• Exercise objective:
Where in the data does the word "below" appear? Find those lines and copy them.

Stored data entries
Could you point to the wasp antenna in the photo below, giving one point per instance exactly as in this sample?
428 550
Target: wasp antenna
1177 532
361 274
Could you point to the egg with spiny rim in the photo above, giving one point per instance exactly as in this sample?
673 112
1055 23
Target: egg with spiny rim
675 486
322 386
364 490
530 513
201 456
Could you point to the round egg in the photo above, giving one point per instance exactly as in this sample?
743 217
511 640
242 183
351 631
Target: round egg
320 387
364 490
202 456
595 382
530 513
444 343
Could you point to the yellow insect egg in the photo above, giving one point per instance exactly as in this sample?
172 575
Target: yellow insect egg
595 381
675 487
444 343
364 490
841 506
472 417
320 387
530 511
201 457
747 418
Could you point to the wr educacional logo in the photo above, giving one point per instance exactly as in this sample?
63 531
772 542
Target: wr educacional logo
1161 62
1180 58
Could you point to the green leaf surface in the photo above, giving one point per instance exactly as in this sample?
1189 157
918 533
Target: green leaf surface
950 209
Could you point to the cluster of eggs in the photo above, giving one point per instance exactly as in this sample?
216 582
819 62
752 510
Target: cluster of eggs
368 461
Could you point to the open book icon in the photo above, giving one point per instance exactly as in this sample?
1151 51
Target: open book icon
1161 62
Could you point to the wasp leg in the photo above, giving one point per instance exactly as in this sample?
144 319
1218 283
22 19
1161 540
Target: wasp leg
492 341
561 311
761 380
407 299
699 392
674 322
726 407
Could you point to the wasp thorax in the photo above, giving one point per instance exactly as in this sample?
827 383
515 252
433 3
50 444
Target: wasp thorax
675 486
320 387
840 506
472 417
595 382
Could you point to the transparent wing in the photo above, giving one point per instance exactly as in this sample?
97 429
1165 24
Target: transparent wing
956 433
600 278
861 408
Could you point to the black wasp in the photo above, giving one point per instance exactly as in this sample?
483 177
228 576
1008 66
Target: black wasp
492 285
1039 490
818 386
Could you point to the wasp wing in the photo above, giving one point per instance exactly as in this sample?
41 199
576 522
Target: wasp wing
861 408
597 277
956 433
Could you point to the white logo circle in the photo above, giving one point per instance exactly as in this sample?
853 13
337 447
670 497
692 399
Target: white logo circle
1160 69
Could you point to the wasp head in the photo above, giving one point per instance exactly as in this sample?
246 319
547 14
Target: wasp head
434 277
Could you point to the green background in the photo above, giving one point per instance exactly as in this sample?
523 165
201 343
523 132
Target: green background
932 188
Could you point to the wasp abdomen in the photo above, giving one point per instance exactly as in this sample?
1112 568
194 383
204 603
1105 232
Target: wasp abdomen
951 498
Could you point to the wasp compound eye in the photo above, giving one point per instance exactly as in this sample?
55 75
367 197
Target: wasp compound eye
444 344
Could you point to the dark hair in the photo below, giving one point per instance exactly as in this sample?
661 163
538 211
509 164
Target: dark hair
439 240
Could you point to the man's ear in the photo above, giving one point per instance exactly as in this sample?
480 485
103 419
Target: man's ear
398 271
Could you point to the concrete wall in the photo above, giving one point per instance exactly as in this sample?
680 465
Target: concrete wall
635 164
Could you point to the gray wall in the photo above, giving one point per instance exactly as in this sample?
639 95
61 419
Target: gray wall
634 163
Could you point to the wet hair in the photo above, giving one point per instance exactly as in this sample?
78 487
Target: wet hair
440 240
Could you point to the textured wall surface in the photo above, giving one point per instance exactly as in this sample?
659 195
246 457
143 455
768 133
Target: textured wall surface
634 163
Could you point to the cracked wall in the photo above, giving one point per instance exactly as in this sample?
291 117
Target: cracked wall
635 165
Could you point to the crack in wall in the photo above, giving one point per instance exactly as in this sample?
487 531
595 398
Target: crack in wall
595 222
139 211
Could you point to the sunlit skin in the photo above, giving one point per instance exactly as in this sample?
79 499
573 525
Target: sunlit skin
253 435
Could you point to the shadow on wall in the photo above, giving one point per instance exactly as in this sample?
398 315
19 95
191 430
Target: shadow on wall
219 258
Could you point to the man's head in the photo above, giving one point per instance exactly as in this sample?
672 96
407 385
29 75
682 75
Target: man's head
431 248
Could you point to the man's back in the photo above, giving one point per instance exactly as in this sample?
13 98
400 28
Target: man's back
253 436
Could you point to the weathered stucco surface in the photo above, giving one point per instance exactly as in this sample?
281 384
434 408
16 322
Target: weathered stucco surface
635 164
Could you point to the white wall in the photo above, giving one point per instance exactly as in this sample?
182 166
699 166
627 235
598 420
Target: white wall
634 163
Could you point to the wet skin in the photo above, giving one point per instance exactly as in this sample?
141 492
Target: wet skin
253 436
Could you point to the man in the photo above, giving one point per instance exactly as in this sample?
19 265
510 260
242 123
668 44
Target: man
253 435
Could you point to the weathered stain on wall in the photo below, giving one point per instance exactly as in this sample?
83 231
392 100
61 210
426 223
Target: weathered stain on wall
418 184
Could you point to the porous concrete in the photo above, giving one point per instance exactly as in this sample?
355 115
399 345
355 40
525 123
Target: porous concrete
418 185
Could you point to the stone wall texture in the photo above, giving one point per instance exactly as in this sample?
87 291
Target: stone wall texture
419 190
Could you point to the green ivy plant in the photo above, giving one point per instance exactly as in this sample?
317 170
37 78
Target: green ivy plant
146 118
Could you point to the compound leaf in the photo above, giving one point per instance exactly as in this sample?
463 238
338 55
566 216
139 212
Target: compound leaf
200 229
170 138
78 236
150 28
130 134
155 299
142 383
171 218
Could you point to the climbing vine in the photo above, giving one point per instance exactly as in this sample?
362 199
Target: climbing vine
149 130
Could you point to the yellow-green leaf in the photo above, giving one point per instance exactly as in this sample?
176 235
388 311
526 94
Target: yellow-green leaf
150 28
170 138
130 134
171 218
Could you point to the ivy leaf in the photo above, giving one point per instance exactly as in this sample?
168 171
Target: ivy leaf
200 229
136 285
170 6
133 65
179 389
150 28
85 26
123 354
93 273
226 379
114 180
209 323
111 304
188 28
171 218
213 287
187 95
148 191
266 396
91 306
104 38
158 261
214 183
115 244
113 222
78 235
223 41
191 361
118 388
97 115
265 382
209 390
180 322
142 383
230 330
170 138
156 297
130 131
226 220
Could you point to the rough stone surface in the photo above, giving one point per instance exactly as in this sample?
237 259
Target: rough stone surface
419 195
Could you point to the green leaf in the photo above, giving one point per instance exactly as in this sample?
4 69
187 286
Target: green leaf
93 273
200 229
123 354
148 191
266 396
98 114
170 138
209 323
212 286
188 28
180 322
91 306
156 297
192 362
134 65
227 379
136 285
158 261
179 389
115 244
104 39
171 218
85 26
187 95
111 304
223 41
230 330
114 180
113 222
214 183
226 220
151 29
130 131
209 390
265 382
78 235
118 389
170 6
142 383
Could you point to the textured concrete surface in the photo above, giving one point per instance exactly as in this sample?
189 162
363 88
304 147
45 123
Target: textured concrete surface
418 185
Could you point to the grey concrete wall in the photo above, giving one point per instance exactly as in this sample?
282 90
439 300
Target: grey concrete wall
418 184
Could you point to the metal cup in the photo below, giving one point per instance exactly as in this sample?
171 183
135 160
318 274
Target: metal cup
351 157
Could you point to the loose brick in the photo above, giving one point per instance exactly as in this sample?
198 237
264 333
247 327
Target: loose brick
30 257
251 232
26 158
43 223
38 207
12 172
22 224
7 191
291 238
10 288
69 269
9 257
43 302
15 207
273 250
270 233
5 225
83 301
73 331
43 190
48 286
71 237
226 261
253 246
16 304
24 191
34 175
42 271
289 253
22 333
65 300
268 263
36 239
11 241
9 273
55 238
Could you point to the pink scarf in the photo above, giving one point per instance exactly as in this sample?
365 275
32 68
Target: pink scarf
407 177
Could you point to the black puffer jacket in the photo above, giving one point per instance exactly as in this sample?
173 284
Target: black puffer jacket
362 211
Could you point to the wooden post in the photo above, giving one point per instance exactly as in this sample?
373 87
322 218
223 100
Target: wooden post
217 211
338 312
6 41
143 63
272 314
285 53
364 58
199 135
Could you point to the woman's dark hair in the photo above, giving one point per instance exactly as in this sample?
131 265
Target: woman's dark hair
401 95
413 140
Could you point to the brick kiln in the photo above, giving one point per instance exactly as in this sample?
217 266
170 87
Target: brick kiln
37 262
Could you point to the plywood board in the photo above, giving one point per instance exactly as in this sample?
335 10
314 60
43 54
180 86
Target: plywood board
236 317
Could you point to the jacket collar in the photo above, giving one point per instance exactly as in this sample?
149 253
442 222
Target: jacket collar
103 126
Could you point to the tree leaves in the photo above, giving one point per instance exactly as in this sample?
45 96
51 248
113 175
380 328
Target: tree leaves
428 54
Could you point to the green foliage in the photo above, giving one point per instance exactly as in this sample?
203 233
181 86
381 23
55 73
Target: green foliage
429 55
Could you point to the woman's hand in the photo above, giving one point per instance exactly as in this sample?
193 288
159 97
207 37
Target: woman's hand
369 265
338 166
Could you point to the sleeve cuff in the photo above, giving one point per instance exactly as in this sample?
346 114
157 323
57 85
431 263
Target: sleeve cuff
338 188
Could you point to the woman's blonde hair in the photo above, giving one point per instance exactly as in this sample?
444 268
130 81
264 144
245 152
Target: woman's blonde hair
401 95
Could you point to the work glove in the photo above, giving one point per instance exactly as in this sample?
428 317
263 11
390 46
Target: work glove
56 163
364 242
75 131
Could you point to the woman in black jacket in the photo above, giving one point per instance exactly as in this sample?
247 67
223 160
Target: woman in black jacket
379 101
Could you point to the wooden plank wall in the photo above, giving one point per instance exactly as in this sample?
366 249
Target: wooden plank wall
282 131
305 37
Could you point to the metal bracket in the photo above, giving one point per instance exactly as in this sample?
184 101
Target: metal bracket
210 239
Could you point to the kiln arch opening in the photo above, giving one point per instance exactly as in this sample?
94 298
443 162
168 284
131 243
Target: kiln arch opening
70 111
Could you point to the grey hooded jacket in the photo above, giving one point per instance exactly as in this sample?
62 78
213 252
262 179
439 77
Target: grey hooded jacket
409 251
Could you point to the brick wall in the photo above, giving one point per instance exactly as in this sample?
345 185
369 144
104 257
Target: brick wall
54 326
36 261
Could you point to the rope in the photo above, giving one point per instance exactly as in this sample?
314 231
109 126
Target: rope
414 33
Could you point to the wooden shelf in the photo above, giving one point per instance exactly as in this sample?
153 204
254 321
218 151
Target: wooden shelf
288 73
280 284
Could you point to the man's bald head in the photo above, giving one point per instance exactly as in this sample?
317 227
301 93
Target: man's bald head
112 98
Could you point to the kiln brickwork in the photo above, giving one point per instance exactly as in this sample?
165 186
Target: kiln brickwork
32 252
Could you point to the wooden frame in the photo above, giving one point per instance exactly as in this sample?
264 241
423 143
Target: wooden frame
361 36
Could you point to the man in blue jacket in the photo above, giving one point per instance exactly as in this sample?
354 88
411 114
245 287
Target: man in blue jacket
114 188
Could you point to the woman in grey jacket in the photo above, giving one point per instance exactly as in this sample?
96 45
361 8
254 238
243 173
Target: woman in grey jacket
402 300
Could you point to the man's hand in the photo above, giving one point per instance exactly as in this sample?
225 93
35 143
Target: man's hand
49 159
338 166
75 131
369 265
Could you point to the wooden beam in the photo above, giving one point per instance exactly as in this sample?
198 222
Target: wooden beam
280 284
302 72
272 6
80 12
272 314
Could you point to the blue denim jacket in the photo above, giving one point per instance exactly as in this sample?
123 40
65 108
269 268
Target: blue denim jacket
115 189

• Answer space:
Could you point to the wasp antenna in the photo below, giving one point per instance exactly as in this sample?
Could you point to the dark hair in the photo below, giving one point per instance exactly as in this sample?
Could you point to the weathered stain on wall in the photo below, giving one point per instance exactly as in this sample?
Could you point to the metal cup in the photo below, giving one point per instance exactly as in this sample?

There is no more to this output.